- Problem A: In the passage on Rousseau and truthfulness, which truth does Rousseau say is owed?
- Problem B: Pick up the passage on Rousseau and truthfulness right after its last sentence and write the next part.
====== Reading passage
Read The Devil Wins: A History of Lying from the Garden of Eden to the Enlightenment Online
Authors: Dallas G. Denery II
Not only does he reject the austere advice of moralists, he rejects truth as an absolute good in and of itself. While general and abstract truths are precious, allowing us to reason and conduct ourselves toward our due ends, particular truths can be beneficial, harmful, or simply irrelevant. He clarifies the distinctions between useful, harmful, and indifferent truths through a comparison. Imagine a man, the sort whom most of the world calls truthful, a man who faithfully ensures the accuracy of every trivial little fact he states but who, when it comes to himself and his own interests,
adopts colorful language and, even if he doesn’t lie, is more than happy to mislead others for his own benefit. Now imagine a different sort of man, a man, no doubt, of the sort Rousseau imagines himself to be, a man so perfectly indifferent to all those trivial details that “he will scarcely have scruples about amusing a group of people with contrived facts from which no unjust judgment results.” But, when it comes to truths that matter, when it comes to things pertaining to his own interest or the interests of others, “he is solidly truthful, even against his self-interest.” For Rousseau this is the man who exemplifies what it means to be truthful because he renders what is owed, and only things that matter, things that have value, are things that can be owed. “The truth that is owed is that which interests justice,” Rousseau writes, “and this sacred name of truth is debased if applied to vain things whose existence is indifferent to all and knowledge of which is useless for anything.”
============
====== Record list
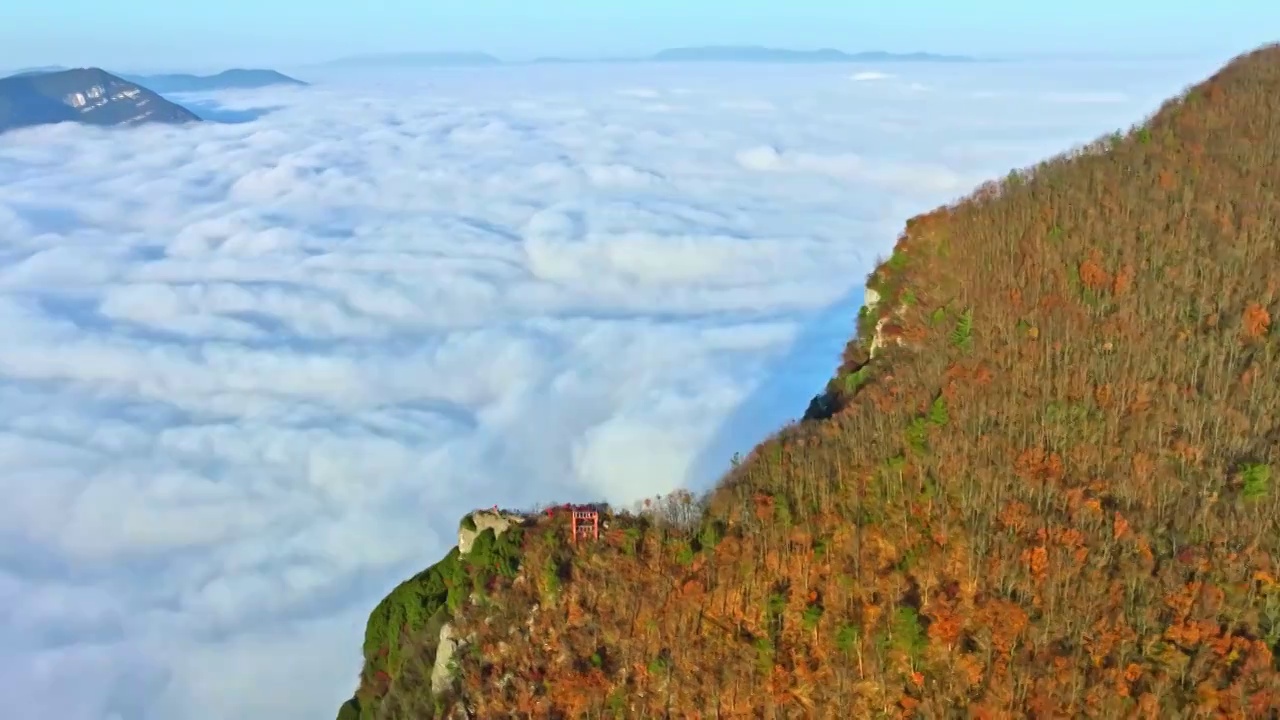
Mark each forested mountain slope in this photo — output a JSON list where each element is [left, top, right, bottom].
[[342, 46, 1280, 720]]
============
====== Record list
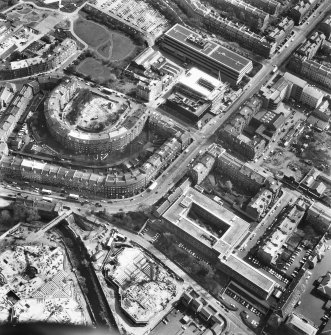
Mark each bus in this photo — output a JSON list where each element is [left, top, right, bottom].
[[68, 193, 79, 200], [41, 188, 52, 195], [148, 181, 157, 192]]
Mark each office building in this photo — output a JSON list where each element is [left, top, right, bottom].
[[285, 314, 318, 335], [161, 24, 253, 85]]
============
- Expected answer A: The truth that is owed is the truth that interests justice.

- Expected answer B:
12
Scrupulous adherence to justice can even justify certain lies, and Rousseau recalls two episodes from his youth in which he lied to protect friends from what he perceived would have been unjust punishment and then adds, “and a hundred others of the same nature have happened to me in my life.”
13
Between Augustine and Rousseau everything seems to have changed. Perhaps this is not surprising, and it may even be obvious, but it is worth pointing out. Augustine had argued, and argued repeatedly, that the very essence of sin and, therefore, the very essence of lying as the prototype of all sin consisted in the belief that we can discriminate between good and evil when we decide that this act, this lie, is no sin at all. “When a man lives according to truth, then he lives not according to self, but according to God; for it is God Who has said, ‘I am the truth,’ ” Augustine writes in
The City of God
. “When he lives according to self—that is, according to man, and not according to God—he then certainly lives according to falsehood.”
14
In sharp contrast, though within limits, Rousseau seems to make himself the arbiter of what is moral and immoral, true and false. As he puts it near the very end of the “Fourth Walk,” “From all these reflections, it follows that the commitment I made to truthfulness is founded more on
feelings of uprightness and equity than on the reality of things, and that in practice I have more readily followed the moral dictates of my conscience than abstract notions of the true and the false.”
15
We act with justice when we act in accord with our inner sentiments, when we replace the insincerity that society demands of us with the sincerity that we can, with effort, demand from ourselves.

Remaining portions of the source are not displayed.